-- START DATA LINES --
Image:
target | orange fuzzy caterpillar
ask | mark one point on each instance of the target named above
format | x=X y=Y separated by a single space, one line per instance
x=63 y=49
-- END DATA LINES --
** GOAL OF THE EXERCISE **
Reproduce the records above verbatim, keeping every line in its original order.

** RESPONSE TO THE TASK **
Image:
target | orange fuzzy caterpillar
ask | mark one point on each instance of the target named above
format | x=X y=Y separated by a single space, one line per instance
x=63 y=49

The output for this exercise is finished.